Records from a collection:
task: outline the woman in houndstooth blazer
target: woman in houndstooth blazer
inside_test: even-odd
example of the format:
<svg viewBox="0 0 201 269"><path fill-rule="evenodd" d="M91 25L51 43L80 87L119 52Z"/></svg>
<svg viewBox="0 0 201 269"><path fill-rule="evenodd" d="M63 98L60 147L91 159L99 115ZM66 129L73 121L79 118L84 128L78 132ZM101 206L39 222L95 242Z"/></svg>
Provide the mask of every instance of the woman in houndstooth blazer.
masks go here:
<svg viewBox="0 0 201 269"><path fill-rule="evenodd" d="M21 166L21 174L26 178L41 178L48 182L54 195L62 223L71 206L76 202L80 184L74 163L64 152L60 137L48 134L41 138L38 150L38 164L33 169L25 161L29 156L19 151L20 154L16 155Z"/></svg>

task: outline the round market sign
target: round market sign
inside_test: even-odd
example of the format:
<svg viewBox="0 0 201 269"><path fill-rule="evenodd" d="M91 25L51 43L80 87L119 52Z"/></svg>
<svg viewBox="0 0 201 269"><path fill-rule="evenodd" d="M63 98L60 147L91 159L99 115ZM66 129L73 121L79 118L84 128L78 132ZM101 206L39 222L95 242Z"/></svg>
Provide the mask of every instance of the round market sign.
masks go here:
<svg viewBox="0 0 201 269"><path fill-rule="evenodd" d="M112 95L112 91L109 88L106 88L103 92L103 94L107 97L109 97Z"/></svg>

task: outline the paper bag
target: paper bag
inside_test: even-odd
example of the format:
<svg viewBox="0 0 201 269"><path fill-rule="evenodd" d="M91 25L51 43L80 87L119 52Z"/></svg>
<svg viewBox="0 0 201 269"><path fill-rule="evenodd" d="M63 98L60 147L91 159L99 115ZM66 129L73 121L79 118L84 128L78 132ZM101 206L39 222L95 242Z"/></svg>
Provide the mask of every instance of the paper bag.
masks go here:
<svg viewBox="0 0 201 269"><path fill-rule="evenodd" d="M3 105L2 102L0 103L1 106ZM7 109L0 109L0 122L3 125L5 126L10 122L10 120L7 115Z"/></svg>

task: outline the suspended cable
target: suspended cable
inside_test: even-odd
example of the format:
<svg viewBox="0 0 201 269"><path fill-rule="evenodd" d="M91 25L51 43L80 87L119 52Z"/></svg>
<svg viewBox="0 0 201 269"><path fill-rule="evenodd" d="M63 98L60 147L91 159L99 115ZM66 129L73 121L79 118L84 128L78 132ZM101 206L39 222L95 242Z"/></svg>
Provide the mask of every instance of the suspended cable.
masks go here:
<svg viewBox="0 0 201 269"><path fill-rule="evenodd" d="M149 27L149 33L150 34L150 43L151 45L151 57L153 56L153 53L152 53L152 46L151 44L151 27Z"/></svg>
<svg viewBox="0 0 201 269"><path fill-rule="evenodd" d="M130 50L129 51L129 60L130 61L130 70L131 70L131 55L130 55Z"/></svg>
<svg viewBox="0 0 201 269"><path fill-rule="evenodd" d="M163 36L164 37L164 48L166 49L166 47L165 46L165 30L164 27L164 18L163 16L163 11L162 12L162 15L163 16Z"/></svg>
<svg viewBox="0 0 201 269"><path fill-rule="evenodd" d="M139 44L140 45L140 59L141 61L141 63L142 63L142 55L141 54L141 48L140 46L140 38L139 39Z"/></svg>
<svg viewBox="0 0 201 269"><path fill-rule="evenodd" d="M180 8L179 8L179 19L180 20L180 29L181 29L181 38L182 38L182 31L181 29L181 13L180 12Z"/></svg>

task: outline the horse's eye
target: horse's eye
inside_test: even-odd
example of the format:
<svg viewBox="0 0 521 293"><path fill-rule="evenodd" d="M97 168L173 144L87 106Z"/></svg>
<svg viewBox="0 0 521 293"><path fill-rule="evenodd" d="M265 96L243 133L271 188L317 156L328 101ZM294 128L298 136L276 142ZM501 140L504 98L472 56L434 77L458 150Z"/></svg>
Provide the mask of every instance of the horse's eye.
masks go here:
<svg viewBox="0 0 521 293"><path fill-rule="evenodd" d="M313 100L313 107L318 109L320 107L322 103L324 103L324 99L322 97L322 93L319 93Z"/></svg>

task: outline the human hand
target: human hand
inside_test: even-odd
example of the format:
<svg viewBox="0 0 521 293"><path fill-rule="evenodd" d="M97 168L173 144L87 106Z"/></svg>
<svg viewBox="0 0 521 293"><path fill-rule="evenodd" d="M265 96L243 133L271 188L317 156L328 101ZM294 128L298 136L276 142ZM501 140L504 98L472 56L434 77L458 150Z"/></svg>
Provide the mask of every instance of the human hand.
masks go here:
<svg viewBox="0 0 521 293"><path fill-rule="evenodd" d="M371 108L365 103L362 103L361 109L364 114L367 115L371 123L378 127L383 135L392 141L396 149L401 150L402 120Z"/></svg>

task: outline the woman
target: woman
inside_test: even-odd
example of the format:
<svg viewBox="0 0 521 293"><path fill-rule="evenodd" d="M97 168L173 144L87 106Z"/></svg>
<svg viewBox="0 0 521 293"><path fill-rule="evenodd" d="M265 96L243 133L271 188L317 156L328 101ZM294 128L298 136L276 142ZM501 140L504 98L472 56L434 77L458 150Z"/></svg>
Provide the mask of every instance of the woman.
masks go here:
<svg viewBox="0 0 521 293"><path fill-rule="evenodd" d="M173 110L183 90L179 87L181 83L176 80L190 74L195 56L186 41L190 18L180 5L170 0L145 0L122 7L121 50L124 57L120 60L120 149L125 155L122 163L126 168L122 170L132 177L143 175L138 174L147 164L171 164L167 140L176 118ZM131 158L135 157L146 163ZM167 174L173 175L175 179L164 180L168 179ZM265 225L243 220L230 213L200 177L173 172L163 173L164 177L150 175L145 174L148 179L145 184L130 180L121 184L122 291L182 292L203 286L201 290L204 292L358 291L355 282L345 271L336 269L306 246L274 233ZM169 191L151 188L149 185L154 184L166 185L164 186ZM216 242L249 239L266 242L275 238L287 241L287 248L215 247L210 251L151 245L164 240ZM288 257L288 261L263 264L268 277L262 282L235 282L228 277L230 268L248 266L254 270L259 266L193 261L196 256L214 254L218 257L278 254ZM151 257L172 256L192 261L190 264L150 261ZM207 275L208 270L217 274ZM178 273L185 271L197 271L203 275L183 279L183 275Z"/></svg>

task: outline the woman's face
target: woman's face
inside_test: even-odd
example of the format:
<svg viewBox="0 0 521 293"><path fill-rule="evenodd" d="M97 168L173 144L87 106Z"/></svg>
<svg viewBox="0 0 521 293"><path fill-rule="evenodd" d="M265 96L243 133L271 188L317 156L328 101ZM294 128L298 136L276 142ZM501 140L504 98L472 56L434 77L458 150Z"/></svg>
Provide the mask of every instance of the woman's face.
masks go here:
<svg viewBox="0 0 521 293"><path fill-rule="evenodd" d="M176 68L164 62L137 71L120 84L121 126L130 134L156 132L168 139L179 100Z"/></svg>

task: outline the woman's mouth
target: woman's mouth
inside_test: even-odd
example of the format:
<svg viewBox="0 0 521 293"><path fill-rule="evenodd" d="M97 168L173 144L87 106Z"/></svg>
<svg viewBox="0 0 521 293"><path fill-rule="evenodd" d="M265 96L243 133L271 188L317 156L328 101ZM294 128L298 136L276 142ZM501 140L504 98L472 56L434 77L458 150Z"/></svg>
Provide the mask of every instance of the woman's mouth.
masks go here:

**Directions:**
How many lines of the records contain the string "round"? Reply with the number alone.

**Reply:**
3